**What you need to do**
1. From the DX80 charging thread, write out the passage between "With the pack" and "be from 19-24V.", inclusive.
2. In the DX80 charging thread, recast the paragraph beginning "Being a regulated supply" as a short bulleted list that keeps its main facts.
3. Proceed with the DX80 charging thread, adding text that follows on from its last post.

**Page excerpt**
———
Imalent DX80 32000 lumen monster

That’s the impression I got as well. I have some 24v ones as well 18.5V ones. I’m not sure i’m going to try those yet.

The battery pack inside the light is supposedly 8 Samsung 30Q’s arranged is a 4S2P configuration.
Each 30Q is a 3000mAh cell and at 2P that would be a 6Ah pack.
So the pack is charged at 2A for 3 Hours, 10 minutes, it would fill that 6Ah pack. the extra 10 minutes accounts for losses.

Japan is US plug and 100V :slight_smile: Therefore, there are things that many of American home electronics operate as they are.

It seems that 3A or more flows in the heat generation of The charger (19 V 3.42 A).
I want to connect the power supply on hand and see the actual amount of current,my own power supply can only limit either voltage or current.
That’s scary :smiley:

I already tested my light, it charges at 1.91A

Is it a test with sufficient capacity(A) power supply?

It seems like only the 110v guys are burning up chargers. The 220v guys seem fine.

I think china is 220v so maybe imalent didn’t actually test their chargers running on 110v?

Are you accounting for when the charger shifts from constant amperage to constant voltage as it reaches terminal voltage? That last 10% or so goes much slower.

Here is the setup I used to measure the charging current. That is a compatible plug connected to the output of the supply.

I set the output of the supply at 19.00V with a current limit of 2.00A. Those settings can be seen in the top row of the display.

With the pack at a resting voltage of 15.3V, and dividing that by 4 cells gives 3.82V/cell, I plugged in the charging cable.

Being a regulated supply, the output voltage did not drop as the flashlight drew 1.81A.
I had set the current limit to 2.00A as a precaution. If the light had asked for more than 2.00A, I could have increased the current limit in a controlled way.
When I first got the light, the pack was shipped at 14.6V or 3.65V/cell. At that voltage it charged at 1.91A

HOWEVER,
These tests DO NOT tell us what the charging current is through each cell. I did a further test and varied the input voltage to the light from 19.00V up to a high of 20.50V. Imalent states in their manual that the supply can be from 19-24V.
Notice as the voltage increases, the current into the light decreases. Then as I bring it back down, it increases again.
I even brought it down to 18.5V, perhaps duplicating what happens when a lesser power supply is under load. The current draw rises a little more to make up for the voltage drop.
Notice that during the test, the input watts doesn’t change much.

Nice testing, good to know that it’s better to use higher voltage charger like 20V, since with original voltage drop could be under 18V and then current must be exceeding charger possibilities which results overheating and blowup finally….

Yeah, I think that is what is happening to the original charger.
Voltage drops, current goes up to make up the difference ———>POP!

BTW, that same phenomenon could explain why the driver popped on maiden666 light when he unscrewed the head while on.
As the battery lost contact and the resistance increased, the constant current driver saw a voltage drop and tried to increase the current draw to make up the difference. In any case, Even though Imalent upgraded the driver, I think it is still a very bad idea to unscrew the battery tube while the light is on

Ya, that is clear that the supplied charger barely suitable for DX80.
———
**Referring expression data**
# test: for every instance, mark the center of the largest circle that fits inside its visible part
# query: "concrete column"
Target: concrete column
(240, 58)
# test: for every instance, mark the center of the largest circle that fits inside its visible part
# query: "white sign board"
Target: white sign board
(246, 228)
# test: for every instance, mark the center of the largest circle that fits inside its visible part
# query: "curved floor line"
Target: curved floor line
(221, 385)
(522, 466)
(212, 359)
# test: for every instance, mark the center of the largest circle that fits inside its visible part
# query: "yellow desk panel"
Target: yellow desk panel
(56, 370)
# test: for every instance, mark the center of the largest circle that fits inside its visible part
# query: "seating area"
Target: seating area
———
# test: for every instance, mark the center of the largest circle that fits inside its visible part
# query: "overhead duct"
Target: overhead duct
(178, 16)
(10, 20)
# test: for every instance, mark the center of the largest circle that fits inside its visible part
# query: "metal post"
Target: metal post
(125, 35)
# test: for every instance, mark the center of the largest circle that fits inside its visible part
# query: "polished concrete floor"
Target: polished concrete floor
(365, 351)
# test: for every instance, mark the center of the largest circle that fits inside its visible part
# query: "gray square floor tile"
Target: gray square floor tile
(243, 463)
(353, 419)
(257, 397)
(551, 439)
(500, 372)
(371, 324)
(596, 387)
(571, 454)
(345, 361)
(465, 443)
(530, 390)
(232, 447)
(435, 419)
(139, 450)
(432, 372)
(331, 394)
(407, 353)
———
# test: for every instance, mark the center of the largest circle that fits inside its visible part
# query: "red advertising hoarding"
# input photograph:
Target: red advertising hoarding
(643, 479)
———
**Exercise results**
1.
With the pack at a resting voltage of 15.3V, and dividing that by 4 cells gives 3.82V/cell, I plugged in the charging cable.

Being a regulated supply, the output voltage did not drop as the flashlight drew 1.81A.
I had set the current limit to 2.00A as a precaution. If the light had asked for more than 2.00A, I could have increased the current limit in a controlled way.
When I first got the light, the pack was shipped at 14.6V or 3.65V/cell. At that voltage it charged at 1.91A

HOWEVER,
These tests DO NOT tell us what the charging current is through each cell. I did a further test and varied the input voltage to the light from 19.00V up to a high of 20.50V. Imalent states in their manual that the supply can be from 19-24V.

2.
- The regulated supply's output voltage held steady while the flashlight drew 1.81A.
- A 2.00A current limit was set as a precaution and could have been raised in a controlled way if the light had asked for more.
- When the light first arrived, the pack was at 14.6V (3.65V/cell) and charged at 1.91A.

3.
How is that measuring the output of the Imalent charger?

I thought about the same thing.
However, I think that it is low quality if it changes with the input voltage though it is a switching power supply.
Considering the manual specification and unnatural packing, At first was not planning to put in an AC adapter,but feel the possibility that wanted to enter later.
If this is the case, it is a haphazard imalent :confounded:

Thank you :slight_smile: It was very helpful.
DX80 charging circuit, design may be good.
The attached AC adapter was about 40℃.But it broke down :confounded:

Fine charging so far in the Uk, apart from a plastic cap blunder

Now I can stop laughing at myself and laugh at you. :innocent:

Well, it doesn’t.

What it does, is allow me to infer what the supplied charger charges at.
When I first got mine, while the supplied charger was still working, I measured the open circuit voltage. It was 19.5V
From my test we now know what the light will draw at all input voltages between 18.5-20.5V. Never does it exceed 2.0A, the supposed rating of the wall wart.
Therefore I can also infer that the problem with the chargers blowing, is not the light drawing more than the rated capacity of the charger, but rather the supplied charger is a piece of JUNK.
After all the other things that went wrong, they chose an off the shelf charger, probably giving no thought to it’s quality or suitability.

Feel free to remove this comment but does anyone else find it hard to time the double press for Turbo?

If it is easy to change modes with a single click with no problems, then I would say the switch makes good contact with each press.
Maybe a double click requires timing. I know a double click brings you straight to Turbo. Did you know a triple click brings up the volt meter?
How does the triple click work for you?

Is anyone else experiencing this. It dissipates after a few minutes with the light off.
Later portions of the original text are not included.